Labeled point records ::
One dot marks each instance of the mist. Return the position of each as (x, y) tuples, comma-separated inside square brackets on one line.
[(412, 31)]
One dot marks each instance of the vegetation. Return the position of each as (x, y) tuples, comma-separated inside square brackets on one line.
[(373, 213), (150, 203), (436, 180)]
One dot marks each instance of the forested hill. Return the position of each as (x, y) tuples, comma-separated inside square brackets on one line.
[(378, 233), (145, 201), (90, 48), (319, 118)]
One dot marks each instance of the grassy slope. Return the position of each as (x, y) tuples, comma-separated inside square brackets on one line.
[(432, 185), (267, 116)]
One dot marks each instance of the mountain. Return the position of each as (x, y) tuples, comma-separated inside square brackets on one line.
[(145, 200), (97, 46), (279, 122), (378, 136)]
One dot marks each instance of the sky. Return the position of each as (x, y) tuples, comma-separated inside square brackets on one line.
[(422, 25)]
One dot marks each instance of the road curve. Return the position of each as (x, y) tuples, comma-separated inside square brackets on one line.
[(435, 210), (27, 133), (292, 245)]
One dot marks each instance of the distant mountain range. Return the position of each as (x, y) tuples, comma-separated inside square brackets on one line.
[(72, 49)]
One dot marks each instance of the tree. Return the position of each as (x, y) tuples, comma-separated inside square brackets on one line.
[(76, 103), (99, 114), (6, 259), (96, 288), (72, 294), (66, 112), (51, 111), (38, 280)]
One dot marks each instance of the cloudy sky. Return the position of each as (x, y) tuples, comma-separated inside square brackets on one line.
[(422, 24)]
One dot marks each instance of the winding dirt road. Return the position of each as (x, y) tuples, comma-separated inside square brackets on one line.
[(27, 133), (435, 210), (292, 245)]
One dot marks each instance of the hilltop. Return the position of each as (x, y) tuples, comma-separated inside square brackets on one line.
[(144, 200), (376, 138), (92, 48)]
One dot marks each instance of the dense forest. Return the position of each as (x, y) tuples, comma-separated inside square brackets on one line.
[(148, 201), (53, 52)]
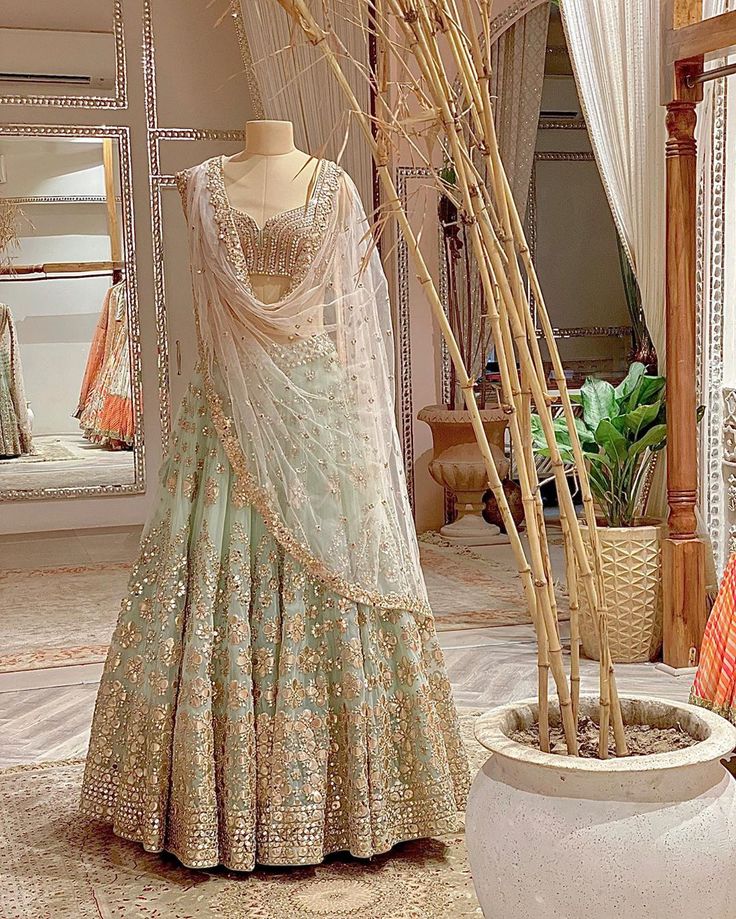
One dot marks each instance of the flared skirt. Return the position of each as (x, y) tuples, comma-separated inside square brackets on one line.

Work to do :: Can you reproduce every one of the entries above word for word, leaving the pictures out of your answer?

Correct output ::
One dot marks each instance of the mist. Return the position of each as (x, y) tuples, comma-separated inside square brackets on one line.
[(412, 31)]
One dot marks each instance of the vegetation. Return the position of each as (x, y) tuples, comma-separated inside square brackets on one line.
[(373, 213), (150, 203), (436, 180)]
One dot marks each instance of the forested hill. Return the position of each as (x, y) tuples, comma-separated inside square brackets on one line.
[(378, 233), (145, 201), (90, 48), (319, 118)]
One dot marks each instance of the grassy slope. Return the position of each as (x, y) tuples, comma-separated inside square brackets on one line.
[(432, 185), (267, 116)]
One dot marks each instance of the mountain. Return the position of each as (x, y) tuples, comma-separated inside square brackets on one line.
[(145, 200), (97, 46), (279, 122), (378, 136)]
One dot marks each instance of the sky. Return the position of each as (x, y) tuples, comma-separated inside square brackets on one line.
[(422, 25)]
One dot marks each instance of the road curve. Return the position of each as (x, y) tuples, comma-separated inside square brackets on one line.
[(435, 210), (27, 133), (292, 245)]
One dot marks each instance of the distant mountain range. Return the position of each as (x, y) tuples, comma-separated inside square brackets on one line.
[(72, 49)]
One dot marks each instance of the tree. Return the position of each as (x, y) tuples, comma-separated inside square brackets on one line.
[(76, 103), (99, 114), (6, 259), (96, 288), (72, 294), (66, 112), (51, 111), (38, 280)]
One dot marks each instance of the cloudy sky. Return the position of each as (x, y) tuples, comma-separated inside square brackets on one line.
[(422, 24)]
One dot marks each instance of the winding dirt road. Return the position of each as (x, y) tuples, comma-separated inside square brackets on one line.
[(27, 133), (435, 210), (292, 245)]
One dot marks each instance of the hilltop. Return the position of each as (x, y) tuples, comma-separated inside square brackets on one line.
[(144, 200), (376, 138), (92, 48)]
One dot marks each instance of the dense forest. Return the position of each as (x, y) tuples, comma-separated inside square brackets on one line.
[(148, 201), (53, 52)]
One dot marks each instance of the flared skirt. Return the position of each as (x, y) tuples, comma-separated inside square brackets on one line.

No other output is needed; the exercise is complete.